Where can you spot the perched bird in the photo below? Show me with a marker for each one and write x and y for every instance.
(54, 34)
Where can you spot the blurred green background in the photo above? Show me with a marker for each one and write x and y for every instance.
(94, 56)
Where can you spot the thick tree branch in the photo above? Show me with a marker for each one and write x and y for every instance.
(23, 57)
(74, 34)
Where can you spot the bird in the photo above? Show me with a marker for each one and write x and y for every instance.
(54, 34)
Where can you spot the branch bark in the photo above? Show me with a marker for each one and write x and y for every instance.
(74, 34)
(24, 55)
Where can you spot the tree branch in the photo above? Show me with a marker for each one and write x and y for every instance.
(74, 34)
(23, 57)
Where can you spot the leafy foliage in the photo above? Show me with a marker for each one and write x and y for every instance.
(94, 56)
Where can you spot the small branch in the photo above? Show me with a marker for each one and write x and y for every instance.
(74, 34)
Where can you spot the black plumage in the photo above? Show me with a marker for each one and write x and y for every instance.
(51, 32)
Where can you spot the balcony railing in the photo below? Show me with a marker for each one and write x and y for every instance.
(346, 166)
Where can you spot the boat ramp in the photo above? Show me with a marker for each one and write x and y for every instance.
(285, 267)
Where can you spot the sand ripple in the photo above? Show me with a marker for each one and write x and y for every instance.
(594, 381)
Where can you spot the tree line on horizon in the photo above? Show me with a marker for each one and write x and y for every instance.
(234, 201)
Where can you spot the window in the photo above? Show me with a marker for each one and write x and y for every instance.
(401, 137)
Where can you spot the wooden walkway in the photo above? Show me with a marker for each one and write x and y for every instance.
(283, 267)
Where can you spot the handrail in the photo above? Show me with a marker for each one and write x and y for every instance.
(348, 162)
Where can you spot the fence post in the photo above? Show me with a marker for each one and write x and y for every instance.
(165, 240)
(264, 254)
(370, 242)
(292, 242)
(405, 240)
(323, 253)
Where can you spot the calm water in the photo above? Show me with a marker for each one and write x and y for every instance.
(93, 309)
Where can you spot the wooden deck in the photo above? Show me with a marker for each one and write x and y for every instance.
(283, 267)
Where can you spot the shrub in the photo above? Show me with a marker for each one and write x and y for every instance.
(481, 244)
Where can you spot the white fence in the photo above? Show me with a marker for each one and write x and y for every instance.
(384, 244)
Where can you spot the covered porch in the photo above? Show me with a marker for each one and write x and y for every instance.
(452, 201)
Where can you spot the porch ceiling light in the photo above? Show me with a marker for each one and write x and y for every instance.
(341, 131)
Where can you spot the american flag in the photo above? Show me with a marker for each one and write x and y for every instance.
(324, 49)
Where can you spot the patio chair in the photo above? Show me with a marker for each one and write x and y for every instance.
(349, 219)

######

Work request: Quote every entry exactly.

Answer to the problem:
Where can you spot the perched bird in the photo below? Show me with a marker for each one and write x and y for every instance.
(54, 34)
Where can you spot the blurred green background in the photo above? Show me with a marker for each one and write x and y for every instance.
(94, 56)
Where can you spot the thick tree branch in the photo above? Show me with a marker for each one and write x and y for every instance.
(23, 57)
(74, 34)
Where can you spot the bird in the photo above? Show me with a marker for each one and write x and y for every instance.
(54, 34)
Where can you spot the branch bark in the photo above? Show me with a marker for each one and write x and y for every instance.
(74, 34)
(24, 55)
Where can you spot the tree branch in the photo above? Show me with a marker for each one and write x and y for every instance.
(74, 34)
(23, 57)
Where can you spot the leafy foliage in the photo above? Show me with a marker for each one and write x and y for every instance.
(94, 56)
Where can you spot the small branch in the photo above? Show me with a marker for each one and write x and y for every instance.
(74, 34)
Where can you spot the black plumage in the photo above? Show me with a marker for each one and write x and y for every instance.
(51, 32)
Where can you spot the balcony railing in the photo below? Show me with a marker for each one and write x and y for every instance.
(346, 166)
Where can you spot the boat ramp in the photo above? Show me with a marker for each one and write x and y for every instance.
(285, 267)
Where can you spot the sand ripple in the photo above? Show me with a marker for each one and write x and y for every instance.
(594, 381)
Where can you spot the tree line on horizon in the photo above? Show me with a marker for each one and write x and y for every instance.
(234, 201)
Where can you spot the window in the photo above? Show me with a marker for each one and write x and y for every instance.
(401, 137)
Where can you spot the wooden walkway in the photo above? Show me with a marker for each one and write x and y for every instance.
(283, 267)
Where can you spot the handrail in the photo above? Show me with a marker for each one and write x and y for every instance.
(348, 162)
Where can you spot the fence post in the photo above? Show me with a marker for each one and write x and y for every instance.
(165, 240)
(264, 254)
(370, 242)
(292, 242)
(405, 240)
(323, 253)
Where can you spot the calm water in the photo above? Show me with a marker for each one and write x and y for every instance.
(93, 309)
Where can you spot the wooden deck in the photo above? Show me with a marker for each one and write x and y for every instance.
(283, 267)
Where can you spot the shrub in the photo above? Show me with a marker for each one and write x and y for every instance.
(481, 244)
Where can you spot the white fence in the photo above? Show me with a marker for each one and write x and y for every instance.
(384, 244)
Where can you spot the covered porch in the photo above? Show me with a marker for each one and write x and y for every instance.
(452, 201)
Where can you spot the porch ceiling light in the photo above? Show me with a marker for each one and write x and y for every instance.
(341, 131)
Where can you spot the american flag in the photo above? Show me with a marker for each one and write x and y for every instance.
(324, 49)
Where can you spot the patio chair in the photo above? Show me with a marker for each one and write x and y for every instance.
(349, 219)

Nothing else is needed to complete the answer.